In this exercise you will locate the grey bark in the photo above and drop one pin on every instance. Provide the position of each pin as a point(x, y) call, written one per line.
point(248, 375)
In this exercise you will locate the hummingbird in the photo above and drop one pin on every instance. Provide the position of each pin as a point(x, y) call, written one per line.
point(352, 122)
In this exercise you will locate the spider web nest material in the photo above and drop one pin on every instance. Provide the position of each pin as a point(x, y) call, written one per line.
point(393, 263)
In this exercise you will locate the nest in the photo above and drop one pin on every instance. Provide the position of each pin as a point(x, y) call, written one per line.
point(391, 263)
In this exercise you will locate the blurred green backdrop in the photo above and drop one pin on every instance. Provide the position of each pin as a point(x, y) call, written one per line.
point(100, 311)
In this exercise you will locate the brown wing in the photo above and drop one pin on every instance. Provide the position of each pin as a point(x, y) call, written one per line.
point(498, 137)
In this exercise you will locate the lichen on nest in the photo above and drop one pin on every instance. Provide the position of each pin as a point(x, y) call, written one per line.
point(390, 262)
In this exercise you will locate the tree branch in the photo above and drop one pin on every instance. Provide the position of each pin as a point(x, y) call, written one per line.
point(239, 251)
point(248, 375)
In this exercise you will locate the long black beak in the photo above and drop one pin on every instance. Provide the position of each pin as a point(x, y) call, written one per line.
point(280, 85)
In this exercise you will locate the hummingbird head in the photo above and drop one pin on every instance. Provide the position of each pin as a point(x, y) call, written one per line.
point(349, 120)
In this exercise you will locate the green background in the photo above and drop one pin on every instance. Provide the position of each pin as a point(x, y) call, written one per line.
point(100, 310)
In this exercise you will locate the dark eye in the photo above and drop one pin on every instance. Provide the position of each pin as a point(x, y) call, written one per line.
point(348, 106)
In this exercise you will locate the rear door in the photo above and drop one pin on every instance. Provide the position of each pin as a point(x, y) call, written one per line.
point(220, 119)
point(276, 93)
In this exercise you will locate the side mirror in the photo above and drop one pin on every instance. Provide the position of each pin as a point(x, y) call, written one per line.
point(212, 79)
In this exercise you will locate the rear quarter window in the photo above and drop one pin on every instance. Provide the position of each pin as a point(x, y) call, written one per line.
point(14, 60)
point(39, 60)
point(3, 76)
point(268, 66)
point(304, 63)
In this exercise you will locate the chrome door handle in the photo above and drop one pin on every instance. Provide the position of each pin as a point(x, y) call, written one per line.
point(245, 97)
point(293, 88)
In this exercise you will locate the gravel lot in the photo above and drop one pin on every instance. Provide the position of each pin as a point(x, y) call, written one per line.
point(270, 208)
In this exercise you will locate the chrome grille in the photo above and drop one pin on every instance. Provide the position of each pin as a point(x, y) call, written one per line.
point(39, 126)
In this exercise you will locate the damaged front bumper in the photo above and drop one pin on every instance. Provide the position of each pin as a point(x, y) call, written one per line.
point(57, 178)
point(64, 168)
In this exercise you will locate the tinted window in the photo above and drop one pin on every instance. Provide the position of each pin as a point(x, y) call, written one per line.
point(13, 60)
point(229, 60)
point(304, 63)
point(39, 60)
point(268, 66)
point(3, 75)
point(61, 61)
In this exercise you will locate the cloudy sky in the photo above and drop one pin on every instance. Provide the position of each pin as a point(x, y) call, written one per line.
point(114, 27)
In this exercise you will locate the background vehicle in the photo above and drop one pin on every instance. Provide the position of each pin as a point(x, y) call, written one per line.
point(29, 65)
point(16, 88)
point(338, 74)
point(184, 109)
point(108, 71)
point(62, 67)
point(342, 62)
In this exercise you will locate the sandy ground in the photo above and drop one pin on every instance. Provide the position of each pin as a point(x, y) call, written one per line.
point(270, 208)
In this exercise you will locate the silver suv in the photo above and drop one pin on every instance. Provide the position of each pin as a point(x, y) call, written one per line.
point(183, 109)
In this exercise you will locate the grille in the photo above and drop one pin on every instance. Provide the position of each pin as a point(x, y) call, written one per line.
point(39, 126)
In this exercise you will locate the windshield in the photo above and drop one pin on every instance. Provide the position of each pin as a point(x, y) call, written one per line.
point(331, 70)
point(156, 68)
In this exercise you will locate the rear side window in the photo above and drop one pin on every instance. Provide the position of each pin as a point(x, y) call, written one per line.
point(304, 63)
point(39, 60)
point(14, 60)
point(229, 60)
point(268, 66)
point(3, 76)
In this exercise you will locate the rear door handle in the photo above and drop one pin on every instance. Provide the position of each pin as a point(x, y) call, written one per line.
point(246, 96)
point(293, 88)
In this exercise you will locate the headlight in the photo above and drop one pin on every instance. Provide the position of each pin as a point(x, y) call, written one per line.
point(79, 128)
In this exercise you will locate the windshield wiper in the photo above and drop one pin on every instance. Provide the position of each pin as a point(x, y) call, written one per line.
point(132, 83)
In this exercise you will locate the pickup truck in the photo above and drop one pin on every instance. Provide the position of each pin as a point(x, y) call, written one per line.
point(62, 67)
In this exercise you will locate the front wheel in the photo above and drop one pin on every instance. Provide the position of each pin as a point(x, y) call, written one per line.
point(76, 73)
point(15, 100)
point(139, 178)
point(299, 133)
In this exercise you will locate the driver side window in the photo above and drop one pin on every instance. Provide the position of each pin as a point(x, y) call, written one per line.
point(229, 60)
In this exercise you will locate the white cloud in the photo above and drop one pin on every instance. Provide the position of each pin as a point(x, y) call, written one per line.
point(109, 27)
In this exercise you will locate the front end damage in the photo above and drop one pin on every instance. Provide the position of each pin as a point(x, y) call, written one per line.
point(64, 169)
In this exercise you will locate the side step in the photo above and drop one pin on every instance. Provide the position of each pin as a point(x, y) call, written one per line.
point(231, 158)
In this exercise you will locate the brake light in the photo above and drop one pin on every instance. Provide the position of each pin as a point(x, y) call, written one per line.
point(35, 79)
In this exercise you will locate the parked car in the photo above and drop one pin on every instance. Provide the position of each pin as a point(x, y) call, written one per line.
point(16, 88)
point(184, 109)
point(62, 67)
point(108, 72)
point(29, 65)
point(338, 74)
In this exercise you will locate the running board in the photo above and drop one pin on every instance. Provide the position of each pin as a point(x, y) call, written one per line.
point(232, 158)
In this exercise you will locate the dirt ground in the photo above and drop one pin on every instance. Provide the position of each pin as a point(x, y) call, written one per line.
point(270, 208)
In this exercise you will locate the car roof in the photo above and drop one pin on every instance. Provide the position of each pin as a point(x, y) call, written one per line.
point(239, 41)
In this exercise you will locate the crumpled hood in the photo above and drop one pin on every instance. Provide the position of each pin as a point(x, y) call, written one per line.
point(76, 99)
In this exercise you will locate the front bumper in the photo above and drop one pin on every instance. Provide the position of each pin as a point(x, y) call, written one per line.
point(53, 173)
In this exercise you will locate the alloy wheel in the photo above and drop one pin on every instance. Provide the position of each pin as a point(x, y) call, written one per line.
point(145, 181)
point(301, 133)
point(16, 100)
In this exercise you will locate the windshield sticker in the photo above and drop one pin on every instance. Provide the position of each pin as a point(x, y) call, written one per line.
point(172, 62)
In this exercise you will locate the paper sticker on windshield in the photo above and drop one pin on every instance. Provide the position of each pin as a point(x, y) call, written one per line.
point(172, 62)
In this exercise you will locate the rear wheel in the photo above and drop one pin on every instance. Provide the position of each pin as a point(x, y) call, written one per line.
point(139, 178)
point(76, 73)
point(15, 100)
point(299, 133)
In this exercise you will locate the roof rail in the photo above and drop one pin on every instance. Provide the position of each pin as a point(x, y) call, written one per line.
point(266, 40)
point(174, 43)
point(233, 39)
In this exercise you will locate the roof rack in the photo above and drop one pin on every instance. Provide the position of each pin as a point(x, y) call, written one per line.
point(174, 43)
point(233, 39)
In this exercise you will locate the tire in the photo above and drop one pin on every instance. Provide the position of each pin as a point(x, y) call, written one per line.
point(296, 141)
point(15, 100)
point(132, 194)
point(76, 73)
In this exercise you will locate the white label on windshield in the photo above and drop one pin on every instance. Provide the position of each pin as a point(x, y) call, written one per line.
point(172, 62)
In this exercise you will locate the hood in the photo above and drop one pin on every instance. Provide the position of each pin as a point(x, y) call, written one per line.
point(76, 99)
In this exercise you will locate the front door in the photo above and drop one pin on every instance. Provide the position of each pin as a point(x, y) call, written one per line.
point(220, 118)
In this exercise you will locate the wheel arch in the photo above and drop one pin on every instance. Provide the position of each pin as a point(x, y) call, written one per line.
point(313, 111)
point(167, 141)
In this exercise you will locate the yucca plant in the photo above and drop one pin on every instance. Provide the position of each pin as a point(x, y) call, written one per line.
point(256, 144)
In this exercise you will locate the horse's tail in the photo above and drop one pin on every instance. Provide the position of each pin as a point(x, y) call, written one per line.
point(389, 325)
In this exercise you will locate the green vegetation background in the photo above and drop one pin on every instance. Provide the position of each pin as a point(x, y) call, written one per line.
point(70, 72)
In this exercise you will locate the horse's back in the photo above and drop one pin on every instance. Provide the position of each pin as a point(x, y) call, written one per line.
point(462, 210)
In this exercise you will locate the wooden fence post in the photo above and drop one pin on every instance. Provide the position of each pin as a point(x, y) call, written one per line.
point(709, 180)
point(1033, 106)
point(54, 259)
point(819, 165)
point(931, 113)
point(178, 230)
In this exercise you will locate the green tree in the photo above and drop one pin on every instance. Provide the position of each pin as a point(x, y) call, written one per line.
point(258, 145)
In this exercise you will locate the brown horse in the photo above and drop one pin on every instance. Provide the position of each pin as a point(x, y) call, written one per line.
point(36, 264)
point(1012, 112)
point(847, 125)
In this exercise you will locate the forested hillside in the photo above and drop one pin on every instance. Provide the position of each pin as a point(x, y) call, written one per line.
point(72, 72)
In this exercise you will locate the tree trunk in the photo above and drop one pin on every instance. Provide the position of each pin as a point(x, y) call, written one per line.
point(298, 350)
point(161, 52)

◇ ◇ ◇

§ **What you are asked to do**
Express the rows between the lines holding "In this exercise you will locate the blurred" and "point(100, 311)", inclusive, as a two-column CSV with the header text,answer and one line per row. Put each value in its own quoted field, with any line breaks turned into spaces.

§ **Task result**
text,answer
"In this exercise you will locate the blurred green backdrop in the photo above and drop one pin on every instance. Provide the position of each pin as a point(x, y) call, written one per line.","point(100, 311)"